• WORK INSTRUCTION
Continue the publication record on pentatricopeptide 336 and mitochondrial sorting in cucumber, picking up after its final line.

Title: Pentatricopeptide 336 and mitochondrial sorting in cucumber

Author
item Havey, Michael
item DEL VALLE-ECHEVARRIA, ANGEL - University Of Wisconsin

Submitted to: Plant and Animal Genome
Publication Type: Abstract Only
Publication Acceptance Date: 12/1/2016
Publication Date: 1/17/2017
Citation: Havey, M.J., Del Valle-Echevarria, A. 2017. Pentatricopeptide 336 and mitochondrial sorting in cucumber. Plant and Animal Genome [abstract]. Paper No. P0252.

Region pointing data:
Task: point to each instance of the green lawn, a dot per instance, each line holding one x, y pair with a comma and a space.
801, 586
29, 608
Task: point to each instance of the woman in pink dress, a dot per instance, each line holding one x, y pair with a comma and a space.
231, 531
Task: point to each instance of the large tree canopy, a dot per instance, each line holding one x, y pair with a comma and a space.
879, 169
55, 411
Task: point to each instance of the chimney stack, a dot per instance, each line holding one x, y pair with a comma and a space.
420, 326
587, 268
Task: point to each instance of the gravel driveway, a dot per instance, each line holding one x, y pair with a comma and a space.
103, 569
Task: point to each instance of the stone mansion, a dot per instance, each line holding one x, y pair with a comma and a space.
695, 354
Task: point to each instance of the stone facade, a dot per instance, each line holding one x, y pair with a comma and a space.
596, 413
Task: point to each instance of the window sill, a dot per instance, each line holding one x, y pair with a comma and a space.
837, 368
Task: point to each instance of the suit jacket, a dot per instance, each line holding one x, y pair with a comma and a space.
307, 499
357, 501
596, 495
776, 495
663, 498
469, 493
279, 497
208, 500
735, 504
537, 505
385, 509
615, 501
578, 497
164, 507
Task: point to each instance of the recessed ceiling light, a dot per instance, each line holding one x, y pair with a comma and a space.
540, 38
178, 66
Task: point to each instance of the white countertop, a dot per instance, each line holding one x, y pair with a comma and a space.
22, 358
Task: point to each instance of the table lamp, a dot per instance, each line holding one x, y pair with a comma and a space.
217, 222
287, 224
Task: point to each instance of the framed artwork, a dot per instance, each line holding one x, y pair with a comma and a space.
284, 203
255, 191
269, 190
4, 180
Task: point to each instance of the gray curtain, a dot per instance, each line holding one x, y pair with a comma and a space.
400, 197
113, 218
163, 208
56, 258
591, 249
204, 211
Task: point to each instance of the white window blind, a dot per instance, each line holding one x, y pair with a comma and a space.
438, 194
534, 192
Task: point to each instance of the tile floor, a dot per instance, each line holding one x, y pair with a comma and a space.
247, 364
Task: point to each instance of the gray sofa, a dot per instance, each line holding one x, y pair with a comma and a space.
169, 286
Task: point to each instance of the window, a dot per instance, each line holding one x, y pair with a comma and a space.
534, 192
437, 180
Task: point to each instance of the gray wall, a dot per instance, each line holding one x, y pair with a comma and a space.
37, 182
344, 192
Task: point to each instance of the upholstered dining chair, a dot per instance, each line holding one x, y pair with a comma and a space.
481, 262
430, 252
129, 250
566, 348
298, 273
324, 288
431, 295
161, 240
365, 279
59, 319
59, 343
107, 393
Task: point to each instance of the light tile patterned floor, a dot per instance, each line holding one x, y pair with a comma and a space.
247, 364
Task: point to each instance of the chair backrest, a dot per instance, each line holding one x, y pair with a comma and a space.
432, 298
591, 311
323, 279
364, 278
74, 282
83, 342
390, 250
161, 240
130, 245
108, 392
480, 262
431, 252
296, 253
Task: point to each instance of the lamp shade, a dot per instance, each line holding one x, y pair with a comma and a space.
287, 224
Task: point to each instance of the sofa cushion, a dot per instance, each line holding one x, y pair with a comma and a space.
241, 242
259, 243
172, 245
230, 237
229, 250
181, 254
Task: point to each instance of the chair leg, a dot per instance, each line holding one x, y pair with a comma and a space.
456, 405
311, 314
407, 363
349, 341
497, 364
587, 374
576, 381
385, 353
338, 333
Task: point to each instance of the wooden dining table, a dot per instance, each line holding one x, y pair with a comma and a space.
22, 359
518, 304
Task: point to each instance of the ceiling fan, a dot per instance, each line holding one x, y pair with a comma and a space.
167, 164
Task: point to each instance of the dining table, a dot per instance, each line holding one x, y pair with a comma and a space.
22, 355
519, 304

• EXERCISE RESULT
Interpretive Summary:

Technical Abstract: Cucumber is a unique model plant for organellar genetics because its three genomes show differential transmission: maternal for chloroplast, paternal for mitochondrial and bi-parental for nuclear. A cucumber line has been selected showing a paternally transmitted, strongly mosaic (MSC) phenotype associated with an under-representation of ribosomal protein S7 (rps7), a key component of the small ribosomal subunit in the mitochondrion. We identified a nuclear locus (Psm for Paternal sorting of mitochondria) that preferentially sorts for rare wild-type sublimons in crosses with MSC16 as the male parent. Fine mapping of Psm revealed pentatricopeptide repeat (PPR) 336 as the likely candidate gene. PPR336 stabilizes mitochondrial polysomes in Arabidopsis (J Mol Biol 375:626) and because MSC16 shows reduced transcription of rps7, the cucumber homolog of PPR336 as the candidate for Psm is consistent with a nuclear effect on assembly or stability of mitochondrial ribosomes.